Your instructions
Please reproduce the listing below word for word, leaving out the pictures.
####################
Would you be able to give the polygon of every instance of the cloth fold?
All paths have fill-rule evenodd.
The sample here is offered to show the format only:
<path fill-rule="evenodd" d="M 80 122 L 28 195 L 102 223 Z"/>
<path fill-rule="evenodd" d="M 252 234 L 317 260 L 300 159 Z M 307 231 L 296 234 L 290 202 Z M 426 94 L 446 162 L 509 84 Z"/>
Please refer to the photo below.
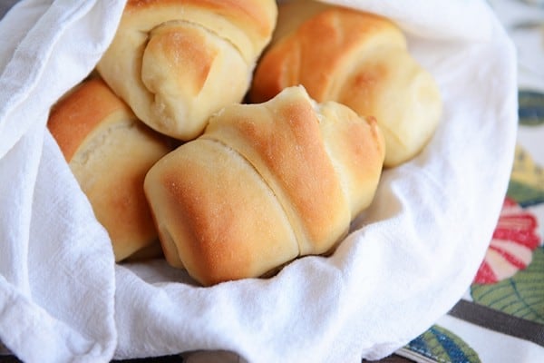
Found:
####################
Problem solution
Would you be able to give the polygon of every instance of the cloth fold?
All paths have fill-rule evenodd.
The sample here is offered to show the format only:
<path fill-rule="evenodd" d="M 80 122 L 28 195 L 102 223 Z"/>
<path fill-rule="evenodd" d="M 252 234 L 317 260 L 300 159 Z M 307 231 L 296 234 L 290 202 Z M 426 94 L 446 162 L 509 84 Z"/>
Please refer to the photo below.
Found:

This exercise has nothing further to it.